ABOUT THIS EXERCISE: Reproduce the stretch of the passage on early medieval diet from "What people ate depended" through "severely worn teeth.", word for word.

-------- PASSAGE --------

The scarcity of written sources means that for information about what people ate and drank between the 5th and 11th centuries, as well as for evidence of disease and life expectancy, we must rely mostly on archaeology.
HEROIC AND DOMESTIC
Apart from the archaeological evidence, we can also derive information from the heroic poems of the British and the Anglo-Saxons, which portray epic feasting and drinking. The gold-mounted horn drinking vessels found in princely burials at Sutton Hoo (Suffolk) and Taplow (Buckinghamshire) bear them out. Other more prosaic documents like law codes provide some further clues.
What people ate depended greatly on where they lived. Upland people had a very different diet from that of seaside dwellers – who, as at Lindisfarne, Northumberland, might eat beached whales or hunted seals. In remote villages the diet would have been more monotonous than in towns, where commercial networks brought a wider range of produce.
Cereals – wheat, barley, oats and rye – and pulses such as beans and peas were staple foodstuffs. Cereals were generally coarse-ground into gritty bread flour. Thus many excavated skeletons have severely worn teeth.

-------- PROVIDED RECORDS --------

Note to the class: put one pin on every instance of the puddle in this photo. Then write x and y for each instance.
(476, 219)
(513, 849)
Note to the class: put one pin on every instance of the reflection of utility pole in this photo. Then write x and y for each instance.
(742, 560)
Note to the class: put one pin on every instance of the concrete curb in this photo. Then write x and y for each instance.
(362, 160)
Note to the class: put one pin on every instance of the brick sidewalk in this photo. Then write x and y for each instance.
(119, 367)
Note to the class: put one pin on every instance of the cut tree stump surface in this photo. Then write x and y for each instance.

--------

ANSWER TO THIS TASK:
What people ate depended greatly on where they lived. Upland people had a very different diet from that of seaside dwellers – who, as at Lindisfarne, Northumberland, might eat beached whales or hunted seals. In remote villages the diet would have been more monotonous than in towns, where commercial networks brought a wider range of produce.
Cereals – wheat, barley, oats and rye – and pulses such as beans and peas were staple foodstuffs. Cereals were generally coarse-ground into gritty bread flour. Thus many excavated skeletons have severely worn teeth.